# [EXERCISE DESCRIPTION]
What is needed is a faithful copy of all the entries, with no pictures in it.

━━ AVAILABLE DATA ━━

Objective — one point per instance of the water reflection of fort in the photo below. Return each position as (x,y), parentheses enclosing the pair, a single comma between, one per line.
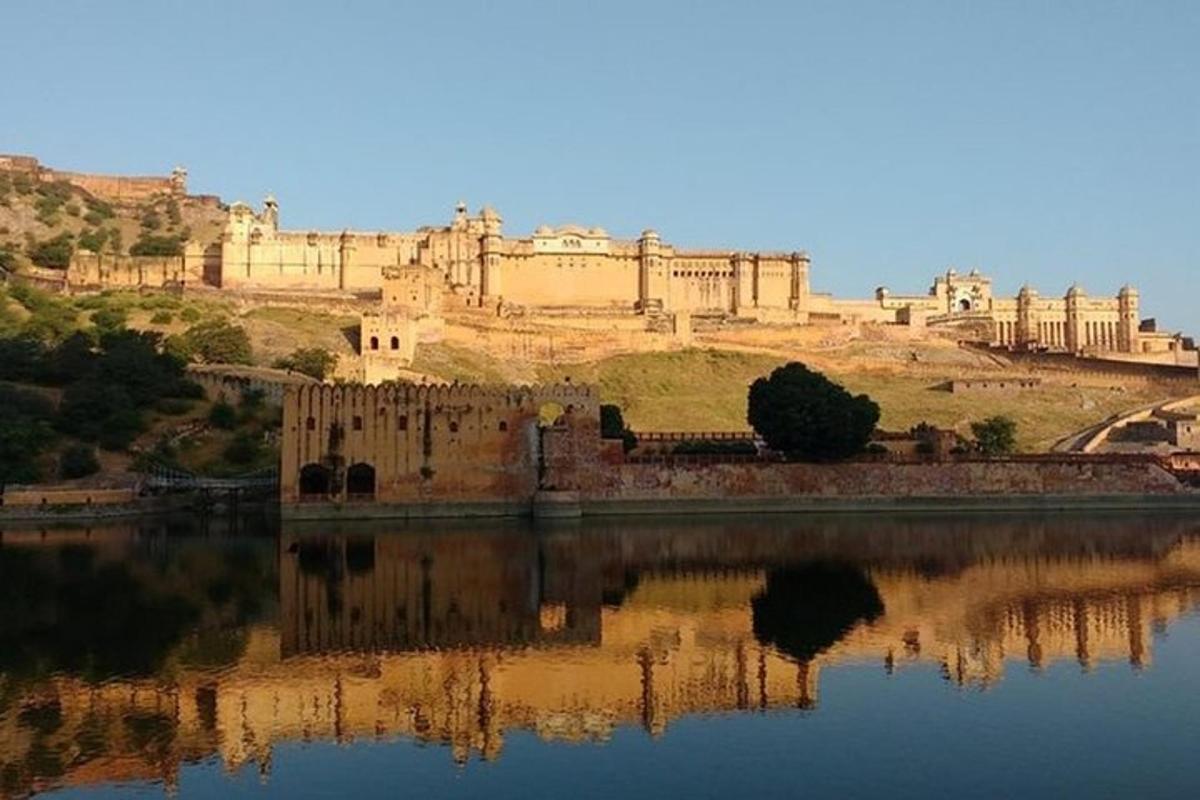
(460,637)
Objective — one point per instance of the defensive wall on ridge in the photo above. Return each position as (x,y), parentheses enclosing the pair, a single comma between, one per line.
(459,450)
(418,444)
(120,188)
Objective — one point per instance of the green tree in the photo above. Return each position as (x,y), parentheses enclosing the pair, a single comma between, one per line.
(94,240)
(244,449)
(109,319)
(803,414)
(24,433)
(215,342)
(53,253)
(78,461)
(150,245)
(316,362)
(223,416)
(612,426)
(996,435)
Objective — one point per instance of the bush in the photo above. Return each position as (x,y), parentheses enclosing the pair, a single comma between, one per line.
(712,447)
(78,461)
(215,342)
(223,416)
(150,245)
(995,435)
(53,253)
(244,449)
(804,415)
(612,426)
(315,362)
(109,319)
(94,240)
(173,405)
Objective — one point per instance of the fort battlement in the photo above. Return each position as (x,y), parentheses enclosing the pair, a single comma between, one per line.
(414,443)
(118,188)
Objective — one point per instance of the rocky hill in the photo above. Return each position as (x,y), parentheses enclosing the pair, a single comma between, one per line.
(45,222)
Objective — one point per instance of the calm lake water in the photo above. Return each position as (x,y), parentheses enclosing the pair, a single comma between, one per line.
(976,656)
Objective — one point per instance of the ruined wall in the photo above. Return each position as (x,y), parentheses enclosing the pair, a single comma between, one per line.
(657,482)
(196,266)
(119,188)
(52,494)
(229,383)
(419,444)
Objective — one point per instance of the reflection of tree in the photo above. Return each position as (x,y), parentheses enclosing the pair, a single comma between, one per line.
(64,609)
(808,608)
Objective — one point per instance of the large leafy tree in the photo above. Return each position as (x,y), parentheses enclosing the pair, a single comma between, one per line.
(807,416)
(995,435)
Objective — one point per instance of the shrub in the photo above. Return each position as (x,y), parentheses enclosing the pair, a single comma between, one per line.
(53,253)
(150,245)
(712,447)
(315,362)
(78,461)
(995,435)
(109,319)
(804,415)
(223,416)
(94,240)
(173,405)
(216,342)
(612,426)
(244,449)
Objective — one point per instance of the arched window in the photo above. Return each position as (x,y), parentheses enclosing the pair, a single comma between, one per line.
(360,481)
(315,481)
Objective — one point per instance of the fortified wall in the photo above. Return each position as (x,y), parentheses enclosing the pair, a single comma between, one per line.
(556,268)
(574,268)
(118,188)
(462,450)
(453,444)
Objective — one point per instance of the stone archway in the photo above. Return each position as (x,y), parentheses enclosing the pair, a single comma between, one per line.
(316,481)
(360,482)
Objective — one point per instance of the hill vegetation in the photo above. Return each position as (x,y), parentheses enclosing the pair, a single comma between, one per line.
(45,223)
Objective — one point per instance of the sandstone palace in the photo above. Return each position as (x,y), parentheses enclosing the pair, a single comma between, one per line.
(573,271)
(576,269)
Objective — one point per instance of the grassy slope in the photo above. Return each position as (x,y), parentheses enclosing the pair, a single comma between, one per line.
(705,390)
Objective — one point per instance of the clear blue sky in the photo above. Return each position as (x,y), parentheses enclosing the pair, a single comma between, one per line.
(1042,142)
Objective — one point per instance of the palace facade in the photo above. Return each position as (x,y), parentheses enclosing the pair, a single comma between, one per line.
(586,270)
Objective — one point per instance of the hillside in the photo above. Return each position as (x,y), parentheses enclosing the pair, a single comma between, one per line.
(660,386)
(42,223)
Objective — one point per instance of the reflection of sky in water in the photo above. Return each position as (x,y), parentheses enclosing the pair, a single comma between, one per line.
(640,696)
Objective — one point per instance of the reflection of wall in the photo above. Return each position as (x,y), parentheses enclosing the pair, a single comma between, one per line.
(570,635)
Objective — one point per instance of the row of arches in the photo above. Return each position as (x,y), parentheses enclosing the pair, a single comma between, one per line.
(317,481)
(375,342)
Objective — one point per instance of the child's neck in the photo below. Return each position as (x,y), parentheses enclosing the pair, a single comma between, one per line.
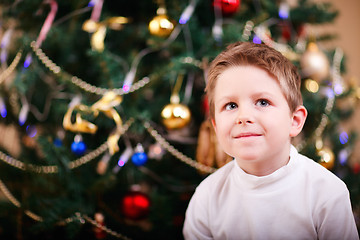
(260,168)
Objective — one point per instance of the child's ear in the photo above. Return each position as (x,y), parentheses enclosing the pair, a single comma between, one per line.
(213,123)
(298,121)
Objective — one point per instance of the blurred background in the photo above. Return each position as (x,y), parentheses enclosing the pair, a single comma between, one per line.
(104,129)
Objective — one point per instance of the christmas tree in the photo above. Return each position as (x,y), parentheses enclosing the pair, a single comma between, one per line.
(104,122)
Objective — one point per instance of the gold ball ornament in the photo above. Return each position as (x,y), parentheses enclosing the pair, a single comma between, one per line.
(175,115)
(327,158)
(161,26)
(314,63)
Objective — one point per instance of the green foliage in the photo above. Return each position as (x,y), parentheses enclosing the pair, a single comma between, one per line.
(169,182)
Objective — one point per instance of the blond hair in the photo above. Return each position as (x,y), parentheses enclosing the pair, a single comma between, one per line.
(263,57)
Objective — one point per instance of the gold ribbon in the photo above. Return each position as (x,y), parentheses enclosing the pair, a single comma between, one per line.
(105,105)
(98,30)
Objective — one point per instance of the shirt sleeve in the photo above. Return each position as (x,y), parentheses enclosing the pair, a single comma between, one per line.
(336,219)
(196,225)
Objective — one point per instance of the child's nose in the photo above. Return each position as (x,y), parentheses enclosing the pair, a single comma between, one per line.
(244,116)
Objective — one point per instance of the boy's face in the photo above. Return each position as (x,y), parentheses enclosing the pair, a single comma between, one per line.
(253,121)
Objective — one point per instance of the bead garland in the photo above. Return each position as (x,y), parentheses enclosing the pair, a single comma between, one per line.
(54,169)
(11,68)
(79,82)
(176,153)
(78,216)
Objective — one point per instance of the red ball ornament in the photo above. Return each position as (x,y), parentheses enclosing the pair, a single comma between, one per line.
(135,205)
(228,7)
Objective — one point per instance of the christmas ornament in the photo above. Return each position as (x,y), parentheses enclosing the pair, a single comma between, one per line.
(284,10)
(208,151)
(135,205)
(103,164)
(314,63)
(24,111)
(139,158)
(176,115)
(187,13)
(125,156)
(78,147)
(98,231)
(327,158)
(311,85)
(3,111)
(156,151)
(160,25)
(228,7)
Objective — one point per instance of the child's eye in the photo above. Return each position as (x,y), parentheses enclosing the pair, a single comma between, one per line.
(262,103)
(230,106)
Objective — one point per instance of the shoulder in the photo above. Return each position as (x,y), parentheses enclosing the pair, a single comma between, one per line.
(215,182)
(219,177)
(320,177)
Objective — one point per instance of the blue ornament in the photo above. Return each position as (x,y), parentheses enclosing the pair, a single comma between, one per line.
(57,142)
(78,147)
(139,158)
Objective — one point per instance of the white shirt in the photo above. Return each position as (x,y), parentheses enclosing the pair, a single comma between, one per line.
(302,200)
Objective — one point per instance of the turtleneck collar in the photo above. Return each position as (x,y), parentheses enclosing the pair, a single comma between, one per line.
(269,182)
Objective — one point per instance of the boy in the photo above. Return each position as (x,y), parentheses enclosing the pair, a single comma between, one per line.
(269,191)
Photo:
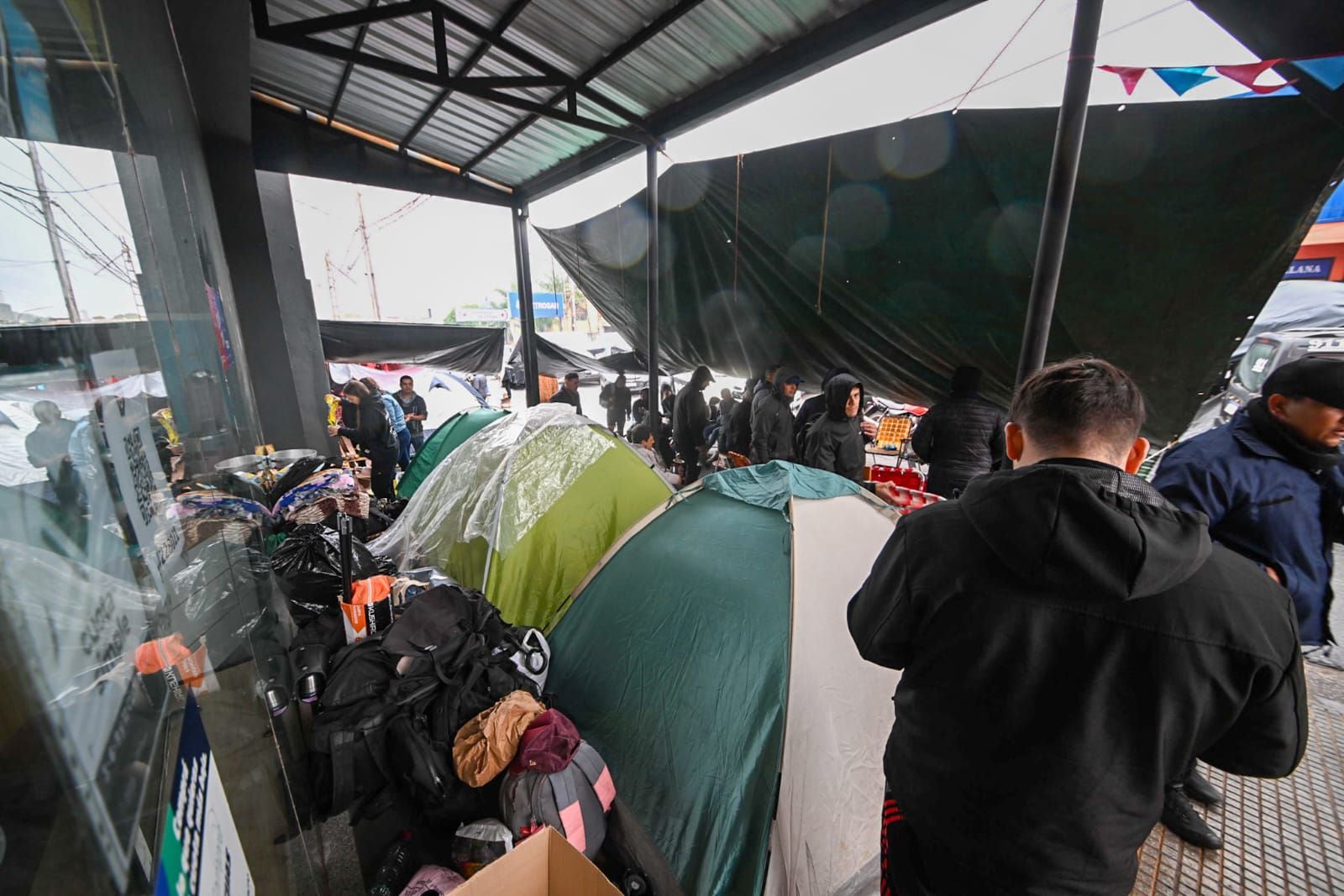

━━━

# [THE COMPLETED TASK]
Objective — one point per instance of the water reflection of fort in the photo below. Return each position as (x,y), parentheses enclosing the pair, a single comma between, one per line.
(460,637)
Objective — one point per instance of the defensive wall on ridge in the photo above. Return each position as (x,y), parentheses enclosing the pair, a single comma between, one per line.
(459,450)
(418,444)
(120,188)
Objective — one point per instance of the green tree in the photo above. Return each position as (x,y), parentheses enclosing the pair, a single comma between, one per line.
(94,240)
(244,449)
(109,319)
(803,414)
(24,433)
(215,342)
(53,253)
(78,461)
(150,245)
(316,362)
(223,416)
(612,426)
(996,435)
Objective — one point per instance of the bush in the photo above. Return each position as (x,y), parentheses enclosing the pair, a single comma between, one per line.
(712,447)
(78,461)
(215,342)
(223,416)
(150,245)
(995,435)
(53,253)
(244,449)
(804,415)
(612,426)
(315,362)
(109,319)
(94,240)
(173,405)
Objective — one point per instance of the fort battlement in the photo above. Return each position as (x,y), parentheses enclosing the pair, a single comma between, one per line.
(414,443)
(118,188)
Objective — one point per instance of the rocky hill in the photo above. Return each position as (x,y), parentheses enclosing the pair, a single comma between, one per line.
(45,222)
Objective — one point per instance of the calm lake water in the photo above. Return each position as (x,y), parentheses enclosing the pair, a single comma between, one per line.
(976,656)
Objective — one point per instance of the ruined wall in the photo above. Return each position as (x,y), parentheses enclosing the pair, a single comma between, one per line.
(657,482)
(196,266)
(119,188)
(52,494)
(229,383)
(419,444)
Objective — one point per instance of the reflection of tree in the photo above. Return each position as (x,y), parentheses enclosing the pair, a single comma between, one per line.
(64,609)
(808,608)
Objective — one point per instance of the large leafy tree in the photo above. Return each position as (x,y), parentheses enclosing the pair, a single comma between, one per line.
(807,416)
(995,435)
Objective — one point per instance of the shrub in the photo above. Return each position as (x,y), parentheses enclosing the pair, a single comma between, one per line.
(53,253)
(150,245)
(712,447)
(315,362)
(78,461)
(995,435)
(109,319)
(804,415)
(223,416)
(94,240)
(173,405)
(216,342)
(612,426)
(244,449)
Objective — one point per instance of the arched window in the photo above. Return each position as (x,y), parentheses enclosing the pair, a single comma between, one per line.
(360,481)
(315,481)
Objective — one point per instance of the fortified wall in the photo above. Return each position as (x,y), parentheses enclosing the pair, a single comma between, one per line.
(556,268)
(574,268)
(118,188)
(462,450)
(453,444)
Objective — one point per instance of the stone archway in the photo above. Return each position as (x,y), parentheses enclosing the pair, a single comma between, one per line.
(316,481)
(360,482)
Objective — one point per instance of the hill vegetation in the photo above. Return each position as (x,y), parentheses enclosing the pair, a single comma between, one per line.
(45,223)
Objective — one point per instance of the sandstone palace in the photo above. Return each position as (x,y), parentheses enclosing the pair, a single comma between, one per line.
(573,271)
(576,269)
Objective — one point per instance of the grassy slope in the photo above. Return each position as (x,y), parentheses enclosing the pair, a single comma between, one per line.
(705,390)
Objective — one point per instance of the clear blue sky in the photo above. Return each position as (x,y), parentheses enclosing the pair, a single comma between, one per line.
(1042,142)
Objective — one point per instance of the palace facade in the photo above. Return each position as (x,y), parentheses enclosing the pair, a single comma between, one per line.
(586,270)
Objective — one point per instance of the hillside in the photo above. Return each position as (x,y), parentheses enclosing the pair, a single comma between, one per line.
(660,386)
(42,223)
Objective — one point per instance of the reflection of sky in water in the photo above. Return each position as (x,y), parentheses enclosing the pair, a single comma between, one per line.
(640,696)
Objective — one point per instance of the reflection of wall in the photo above. Return each position as (x,y), parentheses enclosing the pair, a single comma between, one per line.
(570,635)
Objective — one point per instance of the row of arches in the photo above. Return each position as (x,y), parentheses enclosing the pair, a single comma between, one per line.
(317,481)
(375,342)
Objective — one point per instance of the child's neck in the photo below. Return each position as (x,y), parentheses enclosing the pair, a single comma between, one per line.
(260,168)
Objective — one point per instance of the child's ear in the photo above. Return each position as (x,y), parentheses enclosing the pair, a single comma between, one per line.
(213,123)
(298,121)
Objective — one point per instance of the blurred background in the photo above. Return each position as (x,y), parentheses enclosing the pair, a single comma between, one per line.
(104,129)
Objective — one point per instance of the christmas tree in the photo above. Return each position as (x,y), parentheses enclosing the pair, a single comma between, one per line.
(104,122)
Objective — one point per instance of the gold ball ornament in the photo above. Return each position as (x,y), parentheses enclosing the pair, a single comma between, one per line.
(175,115)
(327,158)
(161,26)
(314,63)
Objective — one point per instance of the green foliage in the photo above. Return each position as (x,y), parentheses enclosing the pair, a single comma between, one per line.
(169,182)
Objective — one point per instance of the blond hair in the photo above. Return each position as (x,y), parentheses enclosing the pair, a single comma between, one per line.
(263,57)
Objective — one point per instance of the gold ribbon in the photo above. Return each position as (x,y), parentheses enclosing the pair, a single comma between, one per line.
(105,105)
(98,30)
Objective — one point per instance of the shirt sleeve in the photo above. Return each position as (x,y), parentheses enclosing the pair, a single comma between, one per line.
(336,219)
(196,225)
Objective — one point per instance of the child's nose in the photo above. Return each position as (x,y), parentheses enclosing the pair, a single comma between, one per line.
(244,116)
Objective — one point per instance of the boy's face in the photo above. Return each position as (x,y), parentheses enclosing the pair, a single comma between, one per line.
(253,121)
Objective — one point per instance of the bead garland in the photo above. Return each position as (x,y), parentheses enclosing the pair, a single comma between, one per line.
(54,169)
(11,68)
(79,82)
(176,153)
(78,216)
Objective — one point per instance of the red ball ornament in the photo above. Return each position as (x,y), parentheses enclosing the pair, a single comma between, one per line.
(135,205)
(228,7)
Objective — one point per instance of the christmas ornament in the photo above. Return each position as (x,y), parentheses enclosing the pair, a single comma between, one per line.
(284,10)
(208,151)
(135,205)
(103,164)
(314,63)
(24,111)
(139,158)
(176,115)
(187,13)
(125,156)
(78,147)
(98,231)
(327,158)
(311,85)
(3,111)
(156,151)
(160,25)
(228,7)
Objective — one point per instance of the child's eye in the photo above. Return each position as (x,y), parentheses enclosing the pair, a single comma between, one per line.
(262,103)
(230,106)
Objective — one point per instance of the shoulder in the photo above. Return each position as (x,y), parentheses enclosing the pair, a single comma between, one per line.
(215,182)
(219,177)
(320,177)
Objective — one point per instance of the blue ornament in the photo above. Return each position as (x,y), parentheses enclosing the pair, a single comma between, one per line.
(57,142)
(78,147)
(139,158)
Objective — one point per instance of the white shirt in the photo above. Return each position as (x,y), parentheses enclosing the pair, a single comma between, one per line.
(302,200)
Objective — one point per instance of the turtleneck collar in the photo above. Return each position as (x,y), parentheses enclosing the pair, a single comma between, one per line.
(269,182)
Objective — one point per instance of the boy in the photo above. Return each position as (x,y), parentheses enclosing the pair, a single comma between, one per line.
(269,191)
Photo:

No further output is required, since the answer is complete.